Boyer wants to major in biological sciences with a pre-medical track and a goal of becoming a pediatrician. Robbins plans to major in pathobiology, then on to medical school to specialize in infectious diseases and eventually work on developing vaccines.

“I never took my class rank for granted, so having my hard work recognized was so satisfying,” says Boyer of being selected as valedictorian.

Challenging herself by taking seven AP courses in high school along the way, she discovered a fascination for anything science-related. “There’s something so rewarding about investigation and discovery, which definitely keeps the subject from becoming boring,” Boyer says.

As a sophomore, Boyer channeled her interest in science into what became a three-year biomechanical research study into the risks of injury to teenage female recreational runners. Months of collecting data, performing calculations, and analysis eventually paid off. Placing third at the Connecticut Science and Engineering Fair, Boyer’s study earned her a trip in May to the nation’s most prestigious pre-college science competition, INTEL. And, she was the only high school student accepted to attend the the Northeast Bioengineering Conference in Boston.

“They were shocked that I even applied to present,” Boyer recalls of the college-level competition. “I’m now published in their conference proceedings. The whole experience was worth it, and I’m even more eager to do research at UConn.”

Robbins participated in varsity swimming, indoor track, and outdoor track throughout high school, and was named the CIAC Scholar Athlete and JI Fall Scholar Athlete in her senior year.

Also a member of her school’s Quiz Bowl Team, president of the Manchester High School National Honor Society chapter, first chair clarinet in the school band, and part-time employee at Munson’s Chocolates, she challenged herself academically in math, science, and history.

Balancing extracurricular and academic activities, “I learned how to be highly organized,” she says. “It required a lot of time management. You learn to be patient.” When she was named salutatorian, Robbins recalls her excitement to see that it all paid off.

When it came to decide which college to attend, say Boyer and Robbins, the decision came down to the caliber of preparation that UConn could provide for their career aspirations.

## STORED DATA
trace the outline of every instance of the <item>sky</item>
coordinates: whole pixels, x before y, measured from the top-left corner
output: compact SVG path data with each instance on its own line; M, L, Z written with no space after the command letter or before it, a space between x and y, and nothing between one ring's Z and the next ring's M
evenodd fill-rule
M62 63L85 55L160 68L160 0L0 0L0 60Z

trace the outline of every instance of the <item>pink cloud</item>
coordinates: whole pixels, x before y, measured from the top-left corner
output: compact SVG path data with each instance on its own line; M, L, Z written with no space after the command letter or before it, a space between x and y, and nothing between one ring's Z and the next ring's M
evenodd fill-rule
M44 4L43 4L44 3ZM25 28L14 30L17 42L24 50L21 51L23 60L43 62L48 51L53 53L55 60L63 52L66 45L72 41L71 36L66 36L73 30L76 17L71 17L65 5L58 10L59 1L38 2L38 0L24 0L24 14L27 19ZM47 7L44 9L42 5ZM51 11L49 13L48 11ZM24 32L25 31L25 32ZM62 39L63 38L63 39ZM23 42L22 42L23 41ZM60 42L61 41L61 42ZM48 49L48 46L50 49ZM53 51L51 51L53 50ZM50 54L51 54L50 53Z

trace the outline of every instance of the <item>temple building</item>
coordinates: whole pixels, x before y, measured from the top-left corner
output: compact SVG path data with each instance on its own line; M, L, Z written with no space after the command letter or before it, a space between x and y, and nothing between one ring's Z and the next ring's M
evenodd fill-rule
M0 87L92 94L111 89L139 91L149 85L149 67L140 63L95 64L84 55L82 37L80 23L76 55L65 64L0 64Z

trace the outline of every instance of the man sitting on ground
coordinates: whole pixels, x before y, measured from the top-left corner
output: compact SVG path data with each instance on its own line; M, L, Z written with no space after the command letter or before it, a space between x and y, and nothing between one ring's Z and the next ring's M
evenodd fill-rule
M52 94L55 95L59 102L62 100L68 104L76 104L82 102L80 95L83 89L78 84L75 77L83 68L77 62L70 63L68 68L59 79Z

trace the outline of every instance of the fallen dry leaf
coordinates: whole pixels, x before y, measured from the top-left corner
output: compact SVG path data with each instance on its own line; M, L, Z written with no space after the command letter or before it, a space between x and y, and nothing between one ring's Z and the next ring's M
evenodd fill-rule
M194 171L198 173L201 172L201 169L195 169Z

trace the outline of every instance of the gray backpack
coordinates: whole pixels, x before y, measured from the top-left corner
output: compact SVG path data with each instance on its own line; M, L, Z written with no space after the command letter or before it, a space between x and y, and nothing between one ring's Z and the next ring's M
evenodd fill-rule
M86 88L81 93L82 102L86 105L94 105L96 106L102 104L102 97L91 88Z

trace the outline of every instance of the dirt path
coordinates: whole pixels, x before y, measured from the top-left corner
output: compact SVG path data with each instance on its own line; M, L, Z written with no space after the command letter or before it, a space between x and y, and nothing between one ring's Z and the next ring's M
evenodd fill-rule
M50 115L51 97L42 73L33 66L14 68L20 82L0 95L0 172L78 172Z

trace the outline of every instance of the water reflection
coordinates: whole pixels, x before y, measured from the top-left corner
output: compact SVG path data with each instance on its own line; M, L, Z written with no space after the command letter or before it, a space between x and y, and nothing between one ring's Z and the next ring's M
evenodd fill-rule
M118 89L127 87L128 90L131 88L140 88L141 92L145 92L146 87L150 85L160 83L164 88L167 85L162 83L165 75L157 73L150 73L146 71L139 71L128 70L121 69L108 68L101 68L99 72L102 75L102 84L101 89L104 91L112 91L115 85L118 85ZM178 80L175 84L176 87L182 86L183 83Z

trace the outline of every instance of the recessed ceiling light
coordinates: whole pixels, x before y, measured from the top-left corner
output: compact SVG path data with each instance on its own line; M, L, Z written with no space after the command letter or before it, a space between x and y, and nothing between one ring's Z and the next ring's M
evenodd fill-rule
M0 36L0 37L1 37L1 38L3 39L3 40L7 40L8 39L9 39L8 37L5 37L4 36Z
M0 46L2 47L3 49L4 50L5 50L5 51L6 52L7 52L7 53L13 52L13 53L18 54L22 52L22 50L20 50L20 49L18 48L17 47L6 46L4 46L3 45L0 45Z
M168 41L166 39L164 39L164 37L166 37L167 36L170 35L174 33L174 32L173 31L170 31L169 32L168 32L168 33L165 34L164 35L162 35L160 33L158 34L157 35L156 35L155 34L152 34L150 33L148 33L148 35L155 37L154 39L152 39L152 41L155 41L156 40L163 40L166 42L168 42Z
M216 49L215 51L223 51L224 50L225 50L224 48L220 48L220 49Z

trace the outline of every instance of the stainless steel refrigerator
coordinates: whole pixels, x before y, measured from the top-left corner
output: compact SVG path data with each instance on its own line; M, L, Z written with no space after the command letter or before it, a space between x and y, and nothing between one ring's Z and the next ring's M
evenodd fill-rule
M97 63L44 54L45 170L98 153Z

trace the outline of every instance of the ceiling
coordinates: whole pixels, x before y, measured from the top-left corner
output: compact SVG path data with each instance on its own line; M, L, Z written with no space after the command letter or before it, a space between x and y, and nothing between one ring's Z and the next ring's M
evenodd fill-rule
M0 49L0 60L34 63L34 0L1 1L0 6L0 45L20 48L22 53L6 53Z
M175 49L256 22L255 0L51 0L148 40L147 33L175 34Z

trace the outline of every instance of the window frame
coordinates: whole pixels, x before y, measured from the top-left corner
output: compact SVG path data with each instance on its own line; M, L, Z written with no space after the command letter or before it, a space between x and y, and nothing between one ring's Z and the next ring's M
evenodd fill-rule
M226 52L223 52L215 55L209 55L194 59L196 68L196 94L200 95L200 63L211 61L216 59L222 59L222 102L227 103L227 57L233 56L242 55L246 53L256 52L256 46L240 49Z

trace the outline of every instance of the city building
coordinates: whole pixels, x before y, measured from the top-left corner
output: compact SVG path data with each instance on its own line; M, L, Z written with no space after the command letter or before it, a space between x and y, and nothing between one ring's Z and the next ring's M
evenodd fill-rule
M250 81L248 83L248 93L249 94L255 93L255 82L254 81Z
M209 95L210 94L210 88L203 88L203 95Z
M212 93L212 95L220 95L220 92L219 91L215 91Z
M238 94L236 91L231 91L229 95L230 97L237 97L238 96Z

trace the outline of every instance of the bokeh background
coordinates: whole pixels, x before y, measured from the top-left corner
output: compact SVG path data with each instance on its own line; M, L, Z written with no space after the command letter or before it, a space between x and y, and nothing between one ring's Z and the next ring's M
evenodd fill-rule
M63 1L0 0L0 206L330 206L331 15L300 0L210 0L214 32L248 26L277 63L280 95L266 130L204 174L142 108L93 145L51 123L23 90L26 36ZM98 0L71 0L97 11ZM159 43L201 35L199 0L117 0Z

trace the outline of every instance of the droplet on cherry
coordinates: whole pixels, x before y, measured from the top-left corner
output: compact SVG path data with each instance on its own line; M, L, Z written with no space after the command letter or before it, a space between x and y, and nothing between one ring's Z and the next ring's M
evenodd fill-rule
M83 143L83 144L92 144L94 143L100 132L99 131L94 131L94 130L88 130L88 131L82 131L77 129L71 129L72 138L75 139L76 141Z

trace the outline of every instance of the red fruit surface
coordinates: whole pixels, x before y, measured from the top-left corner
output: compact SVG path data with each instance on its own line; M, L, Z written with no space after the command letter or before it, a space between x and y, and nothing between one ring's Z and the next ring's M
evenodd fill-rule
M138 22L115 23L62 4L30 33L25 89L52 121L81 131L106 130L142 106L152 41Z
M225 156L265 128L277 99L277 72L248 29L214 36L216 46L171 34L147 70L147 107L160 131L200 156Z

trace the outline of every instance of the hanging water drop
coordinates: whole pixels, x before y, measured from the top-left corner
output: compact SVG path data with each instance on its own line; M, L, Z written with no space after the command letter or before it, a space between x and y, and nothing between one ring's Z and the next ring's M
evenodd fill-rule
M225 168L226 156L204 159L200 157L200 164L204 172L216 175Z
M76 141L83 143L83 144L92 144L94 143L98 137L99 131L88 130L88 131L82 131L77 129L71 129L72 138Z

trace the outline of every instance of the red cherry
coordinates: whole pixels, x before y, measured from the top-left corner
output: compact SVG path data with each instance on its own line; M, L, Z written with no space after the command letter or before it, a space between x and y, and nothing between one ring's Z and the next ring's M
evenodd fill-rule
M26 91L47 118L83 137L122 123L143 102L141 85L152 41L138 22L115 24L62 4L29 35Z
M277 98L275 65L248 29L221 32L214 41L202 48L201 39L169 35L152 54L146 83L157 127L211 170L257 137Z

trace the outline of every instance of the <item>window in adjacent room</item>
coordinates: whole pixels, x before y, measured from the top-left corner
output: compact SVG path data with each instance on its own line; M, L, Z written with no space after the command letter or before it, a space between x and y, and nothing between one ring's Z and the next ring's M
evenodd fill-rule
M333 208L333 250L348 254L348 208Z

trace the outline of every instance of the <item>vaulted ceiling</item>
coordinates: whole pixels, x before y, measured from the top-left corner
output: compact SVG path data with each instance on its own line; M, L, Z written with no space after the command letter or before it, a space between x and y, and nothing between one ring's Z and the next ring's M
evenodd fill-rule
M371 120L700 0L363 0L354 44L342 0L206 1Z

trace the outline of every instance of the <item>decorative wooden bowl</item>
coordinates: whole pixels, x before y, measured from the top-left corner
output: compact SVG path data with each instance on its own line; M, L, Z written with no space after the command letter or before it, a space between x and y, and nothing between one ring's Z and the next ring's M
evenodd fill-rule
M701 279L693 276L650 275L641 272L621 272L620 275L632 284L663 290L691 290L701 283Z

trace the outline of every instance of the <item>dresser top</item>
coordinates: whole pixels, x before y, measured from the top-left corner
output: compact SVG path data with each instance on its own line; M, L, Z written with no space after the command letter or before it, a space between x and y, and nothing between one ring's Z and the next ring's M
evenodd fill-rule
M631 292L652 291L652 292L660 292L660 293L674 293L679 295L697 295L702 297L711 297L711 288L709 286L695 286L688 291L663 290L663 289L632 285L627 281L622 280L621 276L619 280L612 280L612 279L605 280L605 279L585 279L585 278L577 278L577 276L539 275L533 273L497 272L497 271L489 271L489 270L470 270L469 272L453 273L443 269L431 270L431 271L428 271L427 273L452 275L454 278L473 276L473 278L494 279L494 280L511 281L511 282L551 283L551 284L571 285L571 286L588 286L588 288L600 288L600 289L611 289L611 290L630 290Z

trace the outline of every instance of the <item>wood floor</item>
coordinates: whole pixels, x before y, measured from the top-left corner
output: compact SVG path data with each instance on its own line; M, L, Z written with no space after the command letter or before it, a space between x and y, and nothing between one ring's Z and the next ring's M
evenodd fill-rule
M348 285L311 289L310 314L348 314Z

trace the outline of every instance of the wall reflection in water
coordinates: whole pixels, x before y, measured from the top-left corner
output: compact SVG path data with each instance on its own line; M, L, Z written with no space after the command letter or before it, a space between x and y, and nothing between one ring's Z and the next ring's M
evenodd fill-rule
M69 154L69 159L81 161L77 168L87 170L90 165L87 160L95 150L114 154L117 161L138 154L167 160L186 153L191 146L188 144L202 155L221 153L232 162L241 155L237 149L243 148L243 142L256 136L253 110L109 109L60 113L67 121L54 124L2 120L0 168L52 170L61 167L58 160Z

## ACTIVITY LIST
A: Reproduce the part of the Boyer and Robbins profile starting at "Robbins participated in" and ending at "science, and history.".
B: In the Boyer and Robbins profile, what position did Robbins hold in the school band?
C: Extend the Boyer and Robbins profile with the paragraphs that would follow its final sentence.

## ANSWERS TO THE EXERCISE
A:
Robbins participated in varsity swimming, indoor track, and outdoor track throughout high school, and was named the CIAC Scholar Athlete and JI Fall Scholar Athlete in her senior year.

Also a member of her school’s Quiz Bowl Team, president of the Manchester High School National Honor Society chapter, first chair clarinet in the school band, and part-time employee at Munson’s Chocolates, she challenged herself academically in math, science, and history.

B: She was first chair clarinet.

C:
“Pathobiology is not exactly a field that a lot of schools have either as a major or even offer courses in,” Robbins notes. “I was really excited that UConn has an entire department dedicated to the field.”

Says Boyer, “I couldn’t imagine myself anywhere else.”

A glimpse of the paths that three other top high-school graduates took to UConn:

New Jersey’s Butler High School Class of 2014 salutatorian, Bryan Glock, has plans to pursue a biological sciences degree at UConn. While he’s always had a gift for academics, Glock said that graduating at the top of his class was never necessarily his goal: “My goals have always been just to work hard in order to better prepare myself for college and the future.” A lifelong resident of Butler, Glock’s favorite subjects are chemistry and biology.

Amisha Dave, the Newtown High School Class of 2014 salutatorian, participated in her school’s Student Government, National Honor Society, served as captain of the school’s math team, and ran for the school’s track team her freshman and sophomore years. Her favorite subjects are math and science. Amisha will be starting studies in an eight-year medical program.

William Corey Moore, the New Haven Notre Dame High School Class of 2014 salutatorian, was selected as a Day of Pride and Honors Scholar, and has a four-year scholarship to attend UConn. The Senior Class Vice-President, member of the National Honor Society, Spanish Club, and a Senior Peer Counselor in the Minority Student Union, Moore was also on the basketball team and involved with the New Haven NAACP Youth Group. He was also guest speaker at New Haven Police Department functions, including the swearing in of the city’s newest police officers in December.